• Page extract:
>> BEGIN

# Do I look like a nerd?



## IfUSeekAmy

I think I do, a whole lot. but people have told me I'm good looking, but I just think they're being sarcastic. What do you think I look like?
I'll post my pic, and tell me what you think about it.


----------



## Setolac

take off your glasses and wear contact lenses : problem solved


----------



## IfUSeekAmy

Setolac said:


> take off your glasses and wear contact lenses : problem solved


 without my glasses A LOT of people have told me I look like a girl, I have long eyelashes, and the glasses hide them. My parents don't allow me to wear contacts.


----------



## Joe

IfUSeekAmy said:


> without my glasses A LOT of people have told me I look like a girl, I have long eyelashes, and the glasses hide them. My parents don't allow me to wear contacts.


Try exercising, also take a photo without glasses since it might just be people being mean. (You don't look ugly btw)
Are the eyelash comments by girls? Ive got long eyelashes and the only thing that seems to be said about them is by women who say "I wish I had eyelashes like yours" lol :/ This was a few years ago though so idk what it'd be like now


----------



## IfUSeekAmy

jJoe said:


> Try exercising, also take a photo without glasses since it might just be people being mean. (You don't look ugly btw)
> Are the eyelash comments by girls? Ive got long eyelashes and the only thing that seems to be said about them is by women who say "I wish I had eyelashes like yours" lol :/ This was a few years ago though so idk what it'd be like now


Yep, my mother and my aunt as well. I have heard them say stuff like "I think you would look very pretty as a girl." and that hurt me a little inside, but now I'm used to it.

>> END

• Task 1: Copy, without alteration, the part of the records that begins with the line containing "Annotation task: mark the person in dark" and continues through the end of the records.
The forum thread above and the records that follow come from separate sources.

Entries drawn from a collection
>> BEGIN

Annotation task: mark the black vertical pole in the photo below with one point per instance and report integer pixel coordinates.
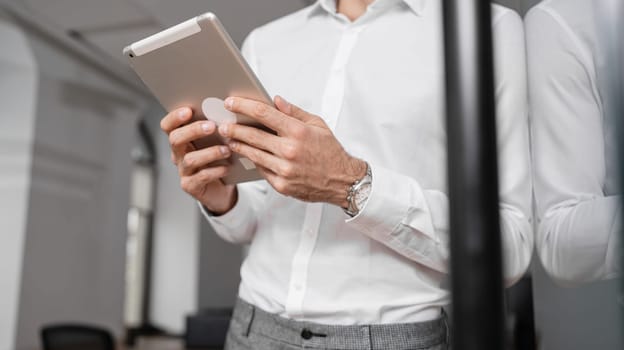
(476, 259)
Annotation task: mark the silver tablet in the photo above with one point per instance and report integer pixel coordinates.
(196, 64)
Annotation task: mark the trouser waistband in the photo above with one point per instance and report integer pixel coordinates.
(421, 335)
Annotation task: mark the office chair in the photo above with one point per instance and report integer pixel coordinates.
(76, 337)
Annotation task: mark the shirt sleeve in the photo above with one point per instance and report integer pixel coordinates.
(413, 220)
(577, 224)
(239, 224)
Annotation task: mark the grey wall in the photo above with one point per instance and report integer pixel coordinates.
(18, 95)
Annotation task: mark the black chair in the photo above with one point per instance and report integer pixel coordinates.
(207, 329)
(76, 337)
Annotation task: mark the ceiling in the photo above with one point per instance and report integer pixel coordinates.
(108, 26)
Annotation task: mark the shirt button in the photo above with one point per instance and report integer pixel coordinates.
(306, 334)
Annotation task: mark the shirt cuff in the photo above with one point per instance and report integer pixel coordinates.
(235, 217)
(395, 201)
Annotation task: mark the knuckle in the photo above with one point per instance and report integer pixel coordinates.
(186, 184)
(287, 170)
(174, 140)
(298, 131)
(290, 151)
(260, 110)
(280, 186)
(188, 161)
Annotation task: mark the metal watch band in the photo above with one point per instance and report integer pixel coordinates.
(352, 208)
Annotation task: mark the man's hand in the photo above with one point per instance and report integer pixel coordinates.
(304, 160)
(199, 177)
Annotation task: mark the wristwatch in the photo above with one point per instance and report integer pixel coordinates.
(359, 192)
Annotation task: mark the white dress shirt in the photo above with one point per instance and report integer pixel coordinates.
(378, 83)
(578, 207)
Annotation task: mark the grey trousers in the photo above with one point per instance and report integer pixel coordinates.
(254, 329)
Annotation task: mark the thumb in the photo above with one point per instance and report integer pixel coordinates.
(292, 110)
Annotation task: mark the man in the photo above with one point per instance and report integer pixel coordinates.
(349, 232)
(578, 201)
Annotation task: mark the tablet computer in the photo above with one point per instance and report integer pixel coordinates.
(196, 64)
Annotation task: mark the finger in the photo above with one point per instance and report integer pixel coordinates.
(292, 110)
(180, 138)
(261, 112)
(251, 136)
(196, 184)
(175, 119)
(261, 158)
(196, 160)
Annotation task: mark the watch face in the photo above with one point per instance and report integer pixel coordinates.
(362, 195)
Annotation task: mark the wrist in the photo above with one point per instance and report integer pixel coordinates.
(221, 203)
(358, 193)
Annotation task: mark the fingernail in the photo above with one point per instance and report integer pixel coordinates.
(229, 102)
(225, 151)
(207, 127)
(224, 129)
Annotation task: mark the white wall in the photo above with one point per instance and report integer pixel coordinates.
(176, 241)
(18, 94)
(72, 137)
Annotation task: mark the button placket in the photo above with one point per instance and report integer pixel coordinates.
(301, 260)
(334, 89)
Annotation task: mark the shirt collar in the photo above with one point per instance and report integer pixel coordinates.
(330, 5)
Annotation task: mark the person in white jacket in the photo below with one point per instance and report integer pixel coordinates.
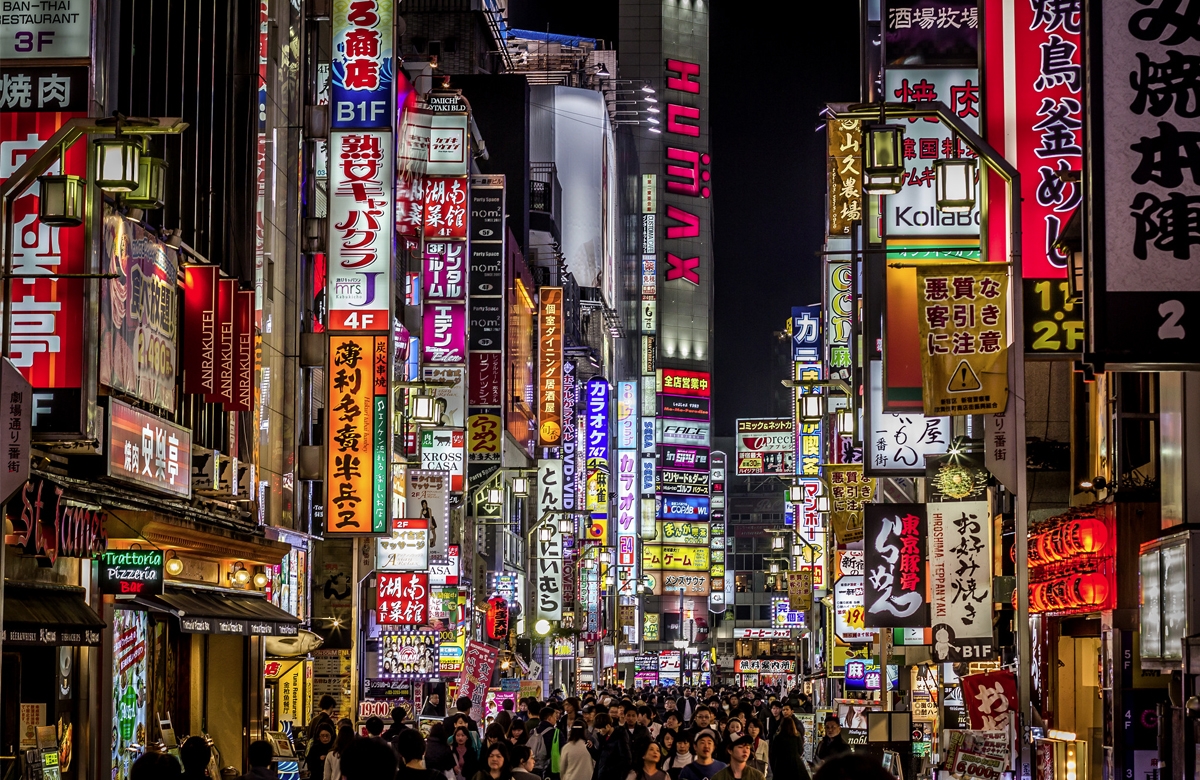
(574, 759)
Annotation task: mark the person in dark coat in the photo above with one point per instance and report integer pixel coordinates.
(437, 749)
(615, 756)
(785, 755)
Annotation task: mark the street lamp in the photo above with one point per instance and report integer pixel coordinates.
(61, 201)
(118, 162)
(883, 159)
(955, 184)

>> END

• Task 2: List each distinct user name that appears as a post heading in the forum thread.

• Correct response 1:
Annotation task: mark the person in dark coat in the photo above with one point per instance and report integer pixel coordinates.
(437, 749)
(615, 756)
(785, 755)
Annotation task: mark the street lamp in the photo above with one point per instance and report integer pixel coordinates.
(61, 201)
(118, 162)
(883, 159)
(955, 184)

• Correct response 2:
IfUSeekAmy
Setolac
Joe